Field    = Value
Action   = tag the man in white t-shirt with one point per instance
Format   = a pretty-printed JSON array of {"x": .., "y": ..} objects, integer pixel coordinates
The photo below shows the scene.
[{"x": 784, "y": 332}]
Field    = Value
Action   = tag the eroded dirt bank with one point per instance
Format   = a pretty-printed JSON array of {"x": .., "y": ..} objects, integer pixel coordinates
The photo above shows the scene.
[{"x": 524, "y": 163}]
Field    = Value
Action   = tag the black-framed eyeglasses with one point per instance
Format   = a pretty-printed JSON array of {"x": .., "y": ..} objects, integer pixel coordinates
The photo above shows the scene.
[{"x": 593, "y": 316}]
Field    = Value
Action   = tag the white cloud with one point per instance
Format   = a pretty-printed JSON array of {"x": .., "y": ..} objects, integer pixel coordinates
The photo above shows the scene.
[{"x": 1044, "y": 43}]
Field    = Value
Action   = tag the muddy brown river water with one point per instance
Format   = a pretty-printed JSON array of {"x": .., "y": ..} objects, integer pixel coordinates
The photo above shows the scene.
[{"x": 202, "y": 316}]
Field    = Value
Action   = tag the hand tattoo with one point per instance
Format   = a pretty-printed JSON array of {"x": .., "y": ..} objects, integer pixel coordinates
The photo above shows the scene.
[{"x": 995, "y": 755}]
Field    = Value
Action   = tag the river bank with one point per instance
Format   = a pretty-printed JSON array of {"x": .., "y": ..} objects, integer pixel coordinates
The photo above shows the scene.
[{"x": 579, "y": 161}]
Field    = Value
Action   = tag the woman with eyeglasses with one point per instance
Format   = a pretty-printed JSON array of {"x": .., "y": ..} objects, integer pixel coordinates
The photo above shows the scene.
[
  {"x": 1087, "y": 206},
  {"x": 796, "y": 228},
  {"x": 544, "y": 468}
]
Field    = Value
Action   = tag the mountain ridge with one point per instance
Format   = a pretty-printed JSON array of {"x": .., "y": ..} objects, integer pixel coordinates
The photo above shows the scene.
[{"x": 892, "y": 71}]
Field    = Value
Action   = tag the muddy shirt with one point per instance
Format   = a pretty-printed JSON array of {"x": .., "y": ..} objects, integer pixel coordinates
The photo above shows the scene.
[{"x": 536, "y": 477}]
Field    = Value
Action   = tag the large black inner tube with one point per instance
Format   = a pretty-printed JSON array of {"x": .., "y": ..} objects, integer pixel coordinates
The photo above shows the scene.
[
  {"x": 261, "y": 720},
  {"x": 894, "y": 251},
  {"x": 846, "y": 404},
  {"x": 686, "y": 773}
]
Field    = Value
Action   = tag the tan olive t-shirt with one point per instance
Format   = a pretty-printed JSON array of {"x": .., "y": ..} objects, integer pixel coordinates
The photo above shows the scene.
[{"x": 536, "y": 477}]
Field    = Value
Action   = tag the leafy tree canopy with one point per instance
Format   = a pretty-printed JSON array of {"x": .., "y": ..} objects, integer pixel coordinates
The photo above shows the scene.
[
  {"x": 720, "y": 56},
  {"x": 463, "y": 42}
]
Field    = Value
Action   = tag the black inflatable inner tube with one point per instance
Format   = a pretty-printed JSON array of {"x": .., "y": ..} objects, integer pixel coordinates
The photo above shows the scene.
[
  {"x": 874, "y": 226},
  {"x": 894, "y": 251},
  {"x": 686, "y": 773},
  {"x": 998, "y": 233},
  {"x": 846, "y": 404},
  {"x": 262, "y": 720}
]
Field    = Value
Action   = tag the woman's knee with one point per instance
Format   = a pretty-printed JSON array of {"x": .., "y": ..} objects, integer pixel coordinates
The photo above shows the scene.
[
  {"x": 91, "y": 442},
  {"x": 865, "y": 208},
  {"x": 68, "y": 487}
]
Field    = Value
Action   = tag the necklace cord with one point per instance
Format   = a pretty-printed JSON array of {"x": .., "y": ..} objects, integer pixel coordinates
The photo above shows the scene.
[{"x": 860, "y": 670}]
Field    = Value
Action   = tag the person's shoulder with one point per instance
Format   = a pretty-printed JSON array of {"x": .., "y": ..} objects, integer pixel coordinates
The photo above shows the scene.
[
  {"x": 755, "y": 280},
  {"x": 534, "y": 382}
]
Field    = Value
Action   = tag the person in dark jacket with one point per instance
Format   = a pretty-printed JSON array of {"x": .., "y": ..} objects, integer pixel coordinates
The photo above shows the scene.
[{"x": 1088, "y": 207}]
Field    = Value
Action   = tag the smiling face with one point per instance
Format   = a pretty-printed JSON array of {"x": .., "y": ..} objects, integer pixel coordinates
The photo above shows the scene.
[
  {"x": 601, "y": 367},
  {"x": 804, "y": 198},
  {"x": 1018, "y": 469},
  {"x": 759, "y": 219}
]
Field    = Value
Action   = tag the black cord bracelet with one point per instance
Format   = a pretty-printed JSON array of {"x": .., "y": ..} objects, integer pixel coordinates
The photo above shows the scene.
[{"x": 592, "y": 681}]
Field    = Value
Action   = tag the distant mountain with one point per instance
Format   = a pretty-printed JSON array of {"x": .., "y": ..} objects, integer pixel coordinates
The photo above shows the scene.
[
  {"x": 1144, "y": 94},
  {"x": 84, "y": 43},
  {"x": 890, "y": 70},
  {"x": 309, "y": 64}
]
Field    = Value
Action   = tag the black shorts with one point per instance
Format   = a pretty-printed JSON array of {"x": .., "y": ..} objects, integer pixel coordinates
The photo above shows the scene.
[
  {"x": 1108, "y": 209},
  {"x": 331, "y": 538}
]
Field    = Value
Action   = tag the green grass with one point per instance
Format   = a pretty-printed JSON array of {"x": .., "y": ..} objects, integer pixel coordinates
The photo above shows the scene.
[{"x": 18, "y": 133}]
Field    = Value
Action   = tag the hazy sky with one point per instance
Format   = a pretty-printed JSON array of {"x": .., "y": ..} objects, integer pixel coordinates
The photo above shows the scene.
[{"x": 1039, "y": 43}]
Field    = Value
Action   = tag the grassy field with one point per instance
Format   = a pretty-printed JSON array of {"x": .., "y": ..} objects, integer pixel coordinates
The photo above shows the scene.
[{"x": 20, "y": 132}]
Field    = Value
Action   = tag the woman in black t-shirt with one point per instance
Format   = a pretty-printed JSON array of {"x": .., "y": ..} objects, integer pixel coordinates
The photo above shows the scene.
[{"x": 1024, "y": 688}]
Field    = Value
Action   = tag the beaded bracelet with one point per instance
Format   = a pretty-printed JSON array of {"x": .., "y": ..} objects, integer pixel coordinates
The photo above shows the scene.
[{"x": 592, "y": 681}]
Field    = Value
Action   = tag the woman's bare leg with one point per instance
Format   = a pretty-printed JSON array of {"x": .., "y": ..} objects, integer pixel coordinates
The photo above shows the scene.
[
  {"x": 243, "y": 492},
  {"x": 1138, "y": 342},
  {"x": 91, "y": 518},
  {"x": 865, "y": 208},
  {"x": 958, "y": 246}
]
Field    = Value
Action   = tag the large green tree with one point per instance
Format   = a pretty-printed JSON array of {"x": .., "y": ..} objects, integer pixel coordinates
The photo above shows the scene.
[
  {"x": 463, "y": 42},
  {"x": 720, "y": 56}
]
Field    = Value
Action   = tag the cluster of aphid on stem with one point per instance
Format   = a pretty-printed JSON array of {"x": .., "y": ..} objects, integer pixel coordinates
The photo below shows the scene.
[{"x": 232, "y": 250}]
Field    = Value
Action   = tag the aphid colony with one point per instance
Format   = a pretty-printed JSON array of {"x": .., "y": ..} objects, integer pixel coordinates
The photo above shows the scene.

________

YOUR TASK:
Output the data above without altering a line.

EXERCISE SOLUTION:
Field    = Value
Action   = tag the man in white t-shirt with one point per instance
Format   = a pretty-printed JSON array of {"x": .., "y": ..} objects, integer pixel coordinates
The photo below shows the scene.
[{"x": 784, "y": 332}]
Field    = Value
Action   = tag the eroded dirt bank with one point per instance
Format   = a pretty-printed JSON array of {"x": .., "y": ..} objects, integer pixel coordinates
The photo above shows the scene.
[{"x": 524, "y": 163}]
Field    = Value
Action   = tag the black-framed eyeglasses with one point per instance
Format   = a pretty-printed JSON array of {"x": .., "y": ..} objects, integer pixel coordinates
The photo above shows the scene.
[{"x": 593, "y": 316}]
Field    = Value
Action   = tag the white cloud with one point per instance
Format   = a pretty-printed JSON array of {"x": .., "y": ..} objects, integer pixel coordinates
The photo above shows the scene.
[{"x": 1044, "y": 43}]
Field    = Value
Action   = tag the muddy brown river water with one point per instance
Format   = a pretty-printed JSON array of {"x": .., "y": ..} objects, integer pixel coordinates
The photo above shows the scene.
[{"x": 202, "y": 316}]
Field    = Value
Action   = tag the hand tattoo with one point per instance
Format   = a pretty-printed JSON array of {"x": .., "y": ..} objects, integer pixel coordinates
The photo above shows the scene.
[{"x": 995, "y": 755}]
Field    = Value
Action   = tag the river bank with one point per instance
Format   = a pretty-printed JSON array of {"x": .., "y": ..} objects, integer pixel coordinates
The photo above shows the scene.
[{"x": 579, "y": 161}]
Field    = Value
Action   = tag the woman with eyeglasses with one point per instance
Format   = a pretty-printed JSON array of {"x": .., "y": ..} objects, integer pixel coordinates
The photo above shows the scene.
[
  {"x": 1087, "y": 206},
  {"x": 796, "y": 228},
  {"x": 544, "y": 468}
]
Field    = Value
Action   = tag the mountain ridge with one point per instance
Format   = a pretty-printed JSON array of {"x": .., "y": ..} objects, integer pixel coordinates
The photo above shows the scene.
[{"x": 892, "y": 71}]
Field    = Value
Action   = tag the muddy shirt with one point per instance
Format   = a pretty-printed JSON array of {"x": .., "y": ..} objects, integer pixel coordinates
The photo above shows the scene.
[{"x": 536, "y": 477}]
Field    = Value
Action   = tag the large black inner tube with one point per instance
Format   = a pretty-printed JSON array of {"x": .., "y": ..} objects, integer pixel coordinates
The photo above shows the scene.
[
  {"x": 261, "y": 720},
  {"x": 894, "y": 251},
  {"x": 846, "y": 404},
  {"x": 686, "y": 773}
]
Field    = Value
Action   = tag the tan olive t-shirt with one point per instance
Format   = a pretty-printed JSON array of {"x": .., "y": ..} objects, integer pixel coordinates
The photo above shows the scene.
[{"x": 536, "y": 477}]
Field    = Value
Action   = tag the leafy tree canopy with one point per instance
Format   = a pretty-printed JSON array of {"x": .., "y": ..} objects, integer pixel coordinates
The photo above shows the scene.
[
  {"x": 720, "y": 56},
  {"x": 463, "y": 42}
]
Field    = Value
Action   = tag the black inflatable inner tube with one point per instance
Format   = a pretty-printed JSON array of {"x": .., "y": ..} objects, integer pixel coordinates
The photo above shows the scene.
[
  {"x": 874, "y": 226},
  {"x": 894, "y": 251},
  {"x": 686, "y": 773},
  {"x": 998, "y": 233},
  {"x": 846, "y": 404},
  {"x": 262, "y": 720}
]
Field    = Value
Action   = tag the woman's knee with one point per instance
Format   = a pretty-printed JSON array of {"x": .., "y": ..} objects, integer pixel coordinates
The photo above shows the scene.
[
  {"x": 91, "y": 442},
  {"x": 865, "y": 208},
  {"x": 68, "y": 487}
]
Field    = Value
Action   = tag the necklace cord with one point per instance
Format   = a pretty-printed JSON array of {"x": .., "y": ..} objects, integer pixel coordinates
The photo above shows the scene.
[{"x": 860, "y": 670}]
Field    = Value
Action   = tag the person's shoulder with one point per instance
Format   = a pretty-printed JSON array of {"x": .., "y": ..} objects, integer pixel coordinates
The photo above shows the scene.
[
  {"x": 755, "y": 280},
  {"x": 534, "y": 382}
]
Field    = Value
Action   = tag the person in dark jacket with one point per instance
Format   = a pretty-printed JSON array of {"x": .., "y": ..} objects, integer pixel coordinates
The photo above shows the scene.
[{"x": 1088, "y": 207}]
Field    = Value
Action   = tag the smiling face with one point per instance
Format   = a pretty-printed JSON array of {"x": .., "y": ..} objects, integer pixel coordinates
The photo above shows the scene.
[
  {"x": 601, "y": 367},
  {"x": 804, "y": 198},
  {"x": 1018, "y": 469},
  {"x": 759, "y": 219}
]
Field    = Value
Action   = tag the black cord bracelet with one point per instance
Format   = a pretty-printed JSON array of {"x": .., "y": ..} objects, integer pixel coordinates
The photo above shows the scene.
[{"x": 592, "y": 681}]
Field    = Value
Action   = tag the distant mountain with one point per instance
Format   = a pretty-printed JSON array of {"x": .., "y": ..} objects, integer pixel coordinates
The photo above shows the scene.
[
  {"x": 1144, "y": 94},
  {"x": 84, "y": 43},
  {"x": 890, "y": 70},
  {"x": 309, "y": 64}
]
Field    = Value
Action   = tag the black shorts with one point per instance
Format   = a pretty-printed JSON array of {"x": .., "y": ..} objects, integer pixel coordinates
The photo above shows the scene.
[
  {"x": 1108, "y": 209},
  {"x": 331, "y": 538}
]
Field    = Value
Action   = tag the green grass with one point per instance
Format   = a pretty-printed JSON array of {"x": .., "y": ..} objects, integer pixel coordinates
The photo above shows the scene.
[{"x": 18, "y": 133}]
Field    = Value
Action   = tag the hazy sky with one point per instance
Format   = a pretty-printed JSON array of {"x": .., "y": ..} objects, integer pixel coordinates
The photo above shows the scene.
[{"x": 1039, "y": 43}]
Field    = Value
Action   = tag the grassy field with one point per instance
Format   = a pretty-printed JSON array of {"x": .., "y": ..} objects, integer pixel coordinates
The photo above shows the scene.
[{"x": 20, "y": 132}]
Field    = Value
Action   = tag the woman in black t-shirt with one point per instance
Format   = a pretty-printed JSON array of {"x": .., "y": ..} objects, integer pixel coordinates
The photo above shows the scene.
[{"x": 1024, "y": 688}]
Field    = Value
Action   = tag the beaded bracelet with one point per instance
Format   = a pretty-printed JSON array of {"x": .., "y": ..} objects, integer pixel coordinates
The photo above shows the scene.
[{"x": 592, "y": 681}]
Field    = Value
Action   = tag the woman's bare leg with one point per instance
Format   = a pretty-printed JSON array of {"x": .., "y": ..} objects, integer pixel coordinates
The photo above shows the scene.
[
  {"x": 243, "y": 492},
  {"x": 1138, "y": 342},
  {"x": 91, "y": 518},
  {"x": 865, "y": 208},
  {"x": 958, "y": 246}
]
Field    = Value
Action   = tag the large green tree with one point per instance
Format   = a pretty-printed JSON array of {"x": .., "y": ..} objects, integer pixel coordinates
The photo above shows the scene.
[
  {"x": 463, "y": 42},
  {"x": 720, "y": 56}
]
Field    = Value
Action   = tag the cluster of aphid on stem with one point per instance
Format   = a pretty-printed JSON array of {"x": .., "y": ..} objects, integer pixel coordinates
The photo below shows the scene.
[{"x": 232, "y": 250}]
Field    = Value
Action   = tag the aphid colony with one point per instance
Format   = a pretty-printed JSON array of {"x": .., "y": ..} objects, integer pixel coordinates
The photo above shows the scene.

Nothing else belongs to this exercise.